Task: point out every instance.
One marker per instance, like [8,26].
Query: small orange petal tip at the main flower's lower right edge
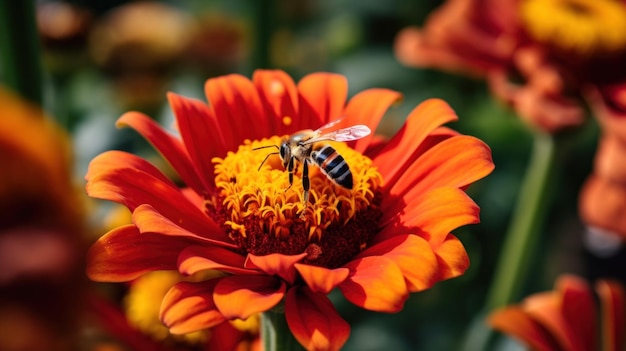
[452,258]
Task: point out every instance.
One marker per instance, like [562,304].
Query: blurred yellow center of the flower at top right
[582,27]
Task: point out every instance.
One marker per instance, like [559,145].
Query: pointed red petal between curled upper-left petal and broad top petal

***

**Exercise directions**
Could you write out every line above exactly as it stands, with no images?

**Answer for the task**
Task: point out every instance.
One marker per instance, like [8,26].
Query: small orange petal tip at the main flower's lower right edge
[452,258]
Task: point out every instance.
One marker per instance, like [562,304].
Query: blurred yellow center of the flower at top right
[582,27]
Task: point out every instance.
One marker per instance, like [559,145].
Query: pointed red petal between curled upper-left petal and broad top petal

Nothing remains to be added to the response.